* Task statement: In the entries that follow, find the line containing "Can you spot the woman's"; from there, copy every line exactly through the line containing "Can you spot the green floral".

>>>>>

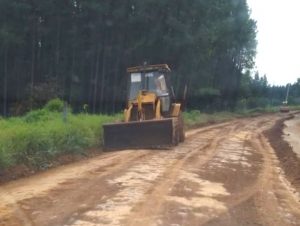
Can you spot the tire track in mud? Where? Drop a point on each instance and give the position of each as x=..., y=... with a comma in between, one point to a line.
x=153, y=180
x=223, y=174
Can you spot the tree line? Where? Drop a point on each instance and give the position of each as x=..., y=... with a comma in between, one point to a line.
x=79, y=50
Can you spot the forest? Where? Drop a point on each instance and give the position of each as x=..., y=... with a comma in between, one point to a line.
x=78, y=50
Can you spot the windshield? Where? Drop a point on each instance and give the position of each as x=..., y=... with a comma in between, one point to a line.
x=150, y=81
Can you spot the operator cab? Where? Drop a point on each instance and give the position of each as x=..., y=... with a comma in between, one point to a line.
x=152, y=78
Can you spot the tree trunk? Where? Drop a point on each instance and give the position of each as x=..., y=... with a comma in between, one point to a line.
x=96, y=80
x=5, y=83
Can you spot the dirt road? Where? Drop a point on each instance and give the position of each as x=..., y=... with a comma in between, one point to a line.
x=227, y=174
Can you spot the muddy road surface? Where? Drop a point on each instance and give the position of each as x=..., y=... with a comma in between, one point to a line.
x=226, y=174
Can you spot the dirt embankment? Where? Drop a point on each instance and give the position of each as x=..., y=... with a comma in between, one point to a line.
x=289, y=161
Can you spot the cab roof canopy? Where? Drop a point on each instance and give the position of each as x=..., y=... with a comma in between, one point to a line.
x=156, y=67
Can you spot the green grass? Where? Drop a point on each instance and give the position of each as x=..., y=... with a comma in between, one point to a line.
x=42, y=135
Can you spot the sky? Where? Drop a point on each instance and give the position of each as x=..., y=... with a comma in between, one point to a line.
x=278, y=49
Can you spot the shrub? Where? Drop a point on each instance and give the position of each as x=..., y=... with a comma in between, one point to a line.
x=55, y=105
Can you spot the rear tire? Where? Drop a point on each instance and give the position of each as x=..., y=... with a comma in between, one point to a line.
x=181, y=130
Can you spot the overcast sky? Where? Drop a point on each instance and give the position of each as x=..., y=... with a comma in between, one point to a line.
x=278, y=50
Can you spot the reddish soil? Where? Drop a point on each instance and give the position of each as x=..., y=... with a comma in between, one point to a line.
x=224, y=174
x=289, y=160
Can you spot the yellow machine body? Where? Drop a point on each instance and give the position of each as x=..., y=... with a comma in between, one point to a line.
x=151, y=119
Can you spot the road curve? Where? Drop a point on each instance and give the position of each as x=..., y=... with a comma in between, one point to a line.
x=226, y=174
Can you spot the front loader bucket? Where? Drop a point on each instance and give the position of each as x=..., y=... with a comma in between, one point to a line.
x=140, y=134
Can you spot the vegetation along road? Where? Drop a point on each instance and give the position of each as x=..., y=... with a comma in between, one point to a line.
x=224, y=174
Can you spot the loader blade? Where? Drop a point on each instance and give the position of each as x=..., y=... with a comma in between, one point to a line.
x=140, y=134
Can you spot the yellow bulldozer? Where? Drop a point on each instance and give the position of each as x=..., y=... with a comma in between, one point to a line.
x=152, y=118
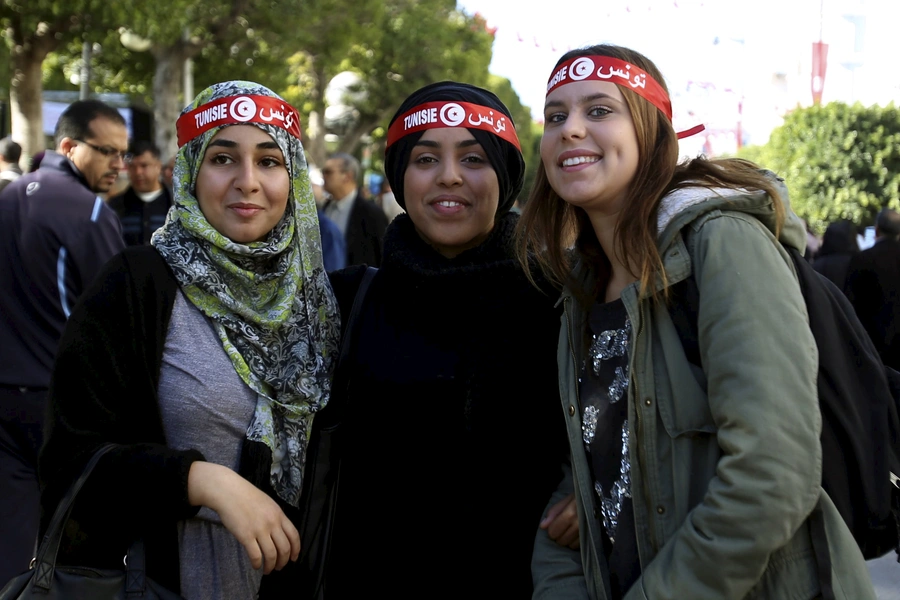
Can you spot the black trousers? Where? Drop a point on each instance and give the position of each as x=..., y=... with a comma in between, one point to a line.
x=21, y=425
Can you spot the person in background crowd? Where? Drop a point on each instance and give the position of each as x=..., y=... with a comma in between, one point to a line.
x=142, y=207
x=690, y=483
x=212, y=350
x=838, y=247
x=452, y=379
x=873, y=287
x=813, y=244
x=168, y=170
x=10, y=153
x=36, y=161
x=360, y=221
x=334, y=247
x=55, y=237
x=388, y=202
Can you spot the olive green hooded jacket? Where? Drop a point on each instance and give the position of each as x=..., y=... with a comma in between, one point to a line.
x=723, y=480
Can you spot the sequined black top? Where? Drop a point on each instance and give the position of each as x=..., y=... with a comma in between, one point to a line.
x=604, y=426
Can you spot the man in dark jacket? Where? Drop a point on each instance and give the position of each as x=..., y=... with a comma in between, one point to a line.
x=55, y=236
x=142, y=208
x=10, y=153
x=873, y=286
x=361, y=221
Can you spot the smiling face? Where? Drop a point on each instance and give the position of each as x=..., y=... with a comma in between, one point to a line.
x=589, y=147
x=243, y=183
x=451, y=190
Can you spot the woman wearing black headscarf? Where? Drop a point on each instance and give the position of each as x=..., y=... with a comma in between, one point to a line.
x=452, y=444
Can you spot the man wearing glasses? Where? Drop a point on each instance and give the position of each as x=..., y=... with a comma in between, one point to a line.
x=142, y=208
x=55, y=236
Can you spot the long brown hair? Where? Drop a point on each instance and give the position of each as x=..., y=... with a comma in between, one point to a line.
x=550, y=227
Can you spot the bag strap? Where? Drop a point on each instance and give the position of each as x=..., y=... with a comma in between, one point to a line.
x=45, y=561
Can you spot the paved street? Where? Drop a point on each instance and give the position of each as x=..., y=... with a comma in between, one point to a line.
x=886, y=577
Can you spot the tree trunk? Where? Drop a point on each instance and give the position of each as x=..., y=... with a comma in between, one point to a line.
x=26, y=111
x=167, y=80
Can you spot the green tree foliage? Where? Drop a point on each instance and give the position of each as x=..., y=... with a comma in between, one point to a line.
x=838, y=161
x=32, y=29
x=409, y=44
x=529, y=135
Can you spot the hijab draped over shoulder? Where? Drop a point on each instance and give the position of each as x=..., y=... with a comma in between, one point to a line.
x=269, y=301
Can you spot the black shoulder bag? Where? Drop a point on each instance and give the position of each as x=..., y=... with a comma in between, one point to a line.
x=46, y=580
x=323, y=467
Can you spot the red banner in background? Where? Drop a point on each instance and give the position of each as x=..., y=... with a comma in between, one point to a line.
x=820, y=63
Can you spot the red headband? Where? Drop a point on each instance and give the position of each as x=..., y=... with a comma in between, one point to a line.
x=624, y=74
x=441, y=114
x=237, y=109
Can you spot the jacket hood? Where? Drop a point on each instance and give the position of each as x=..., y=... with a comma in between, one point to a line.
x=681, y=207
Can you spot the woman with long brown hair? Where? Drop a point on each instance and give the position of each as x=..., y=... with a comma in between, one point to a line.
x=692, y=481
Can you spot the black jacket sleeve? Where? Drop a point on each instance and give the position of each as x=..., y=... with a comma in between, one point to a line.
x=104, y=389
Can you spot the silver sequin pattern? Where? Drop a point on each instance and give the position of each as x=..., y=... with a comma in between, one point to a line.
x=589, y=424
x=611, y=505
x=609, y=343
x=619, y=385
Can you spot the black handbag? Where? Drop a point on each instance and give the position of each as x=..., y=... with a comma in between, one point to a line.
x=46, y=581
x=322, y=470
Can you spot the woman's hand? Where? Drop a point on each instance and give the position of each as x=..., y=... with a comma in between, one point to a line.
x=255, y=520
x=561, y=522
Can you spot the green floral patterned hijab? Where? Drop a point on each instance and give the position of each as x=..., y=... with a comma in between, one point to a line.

<<<<<
>>>>>

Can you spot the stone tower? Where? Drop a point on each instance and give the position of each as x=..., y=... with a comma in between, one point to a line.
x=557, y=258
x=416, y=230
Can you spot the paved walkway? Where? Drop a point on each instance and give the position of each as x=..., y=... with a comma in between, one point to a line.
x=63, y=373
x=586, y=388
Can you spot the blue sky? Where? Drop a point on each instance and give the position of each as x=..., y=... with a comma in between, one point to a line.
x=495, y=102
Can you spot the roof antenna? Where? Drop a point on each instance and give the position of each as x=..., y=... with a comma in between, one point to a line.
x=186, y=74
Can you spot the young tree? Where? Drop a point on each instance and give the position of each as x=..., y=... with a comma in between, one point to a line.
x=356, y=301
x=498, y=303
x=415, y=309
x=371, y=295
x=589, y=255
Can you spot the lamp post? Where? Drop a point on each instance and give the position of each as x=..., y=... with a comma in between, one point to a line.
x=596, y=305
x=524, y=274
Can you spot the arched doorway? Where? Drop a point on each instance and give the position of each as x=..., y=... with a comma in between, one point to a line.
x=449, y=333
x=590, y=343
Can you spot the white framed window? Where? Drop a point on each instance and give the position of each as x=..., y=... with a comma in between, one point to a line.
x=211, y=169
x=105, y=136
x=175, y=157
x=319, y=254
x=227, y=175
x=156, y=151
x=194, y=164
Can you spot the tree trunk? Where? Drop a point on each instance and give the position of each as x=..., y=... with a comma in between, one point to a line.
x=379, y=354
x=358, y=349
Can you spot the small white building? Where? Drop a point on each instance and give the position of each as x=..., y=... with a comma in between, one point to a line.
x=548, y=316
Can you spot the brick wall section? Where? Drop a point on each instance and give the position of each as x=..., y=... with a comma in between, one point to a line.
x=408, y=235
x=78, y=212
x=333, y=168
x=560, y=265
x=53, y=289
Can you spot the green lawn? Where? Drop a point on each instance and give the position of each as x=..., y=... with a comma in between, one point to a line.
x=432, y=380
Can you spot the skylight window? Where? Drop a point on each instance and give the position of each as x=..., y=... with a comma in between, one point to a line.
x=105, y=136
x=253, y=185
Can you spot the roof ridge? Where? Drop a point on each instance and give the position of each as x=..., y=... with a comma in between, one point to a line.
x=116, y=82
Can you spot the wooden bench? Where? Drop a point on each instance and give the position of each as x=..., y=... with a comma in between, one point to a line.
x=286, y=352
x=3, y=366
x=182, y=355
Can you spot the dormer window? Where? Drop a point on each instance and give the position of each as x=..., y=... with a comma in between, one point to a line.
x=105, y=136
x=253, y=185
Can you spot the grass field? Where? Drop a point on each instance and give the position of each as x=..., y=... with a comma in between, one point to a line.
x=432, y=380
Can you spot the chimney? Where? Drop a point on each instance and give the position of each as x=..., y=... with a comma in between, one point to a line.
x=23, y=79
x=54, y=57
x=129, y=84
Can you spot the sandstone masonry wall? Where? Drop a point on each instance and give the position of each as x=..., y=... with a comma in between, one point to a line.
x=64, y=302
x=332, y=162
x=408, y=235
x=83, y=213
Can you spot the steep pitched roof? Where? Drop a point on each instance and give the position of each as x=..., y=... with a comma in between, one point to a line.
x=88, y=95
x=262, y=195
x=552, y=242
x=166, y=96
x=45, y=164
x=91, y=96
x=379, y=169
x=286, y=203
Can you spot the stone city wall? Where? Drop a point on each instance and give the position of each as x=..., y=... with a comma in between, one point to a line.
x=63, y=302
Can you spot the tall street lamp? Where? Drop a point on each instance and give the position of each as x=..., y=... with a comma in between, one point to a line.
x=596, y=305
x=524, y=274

<<<<<

* Exercise output:
Can you spot the woman's hand? Where? Drop a point on each instance and give the position of each as x=..., y=... with a comma in between, one point to a line.
x=255, y=520
x=561, y=522
Can you spot the green floral patterned hijab? Where? Drop a point on each instance and give the position of each as x=..., y=... with a comma in between, one point to a line.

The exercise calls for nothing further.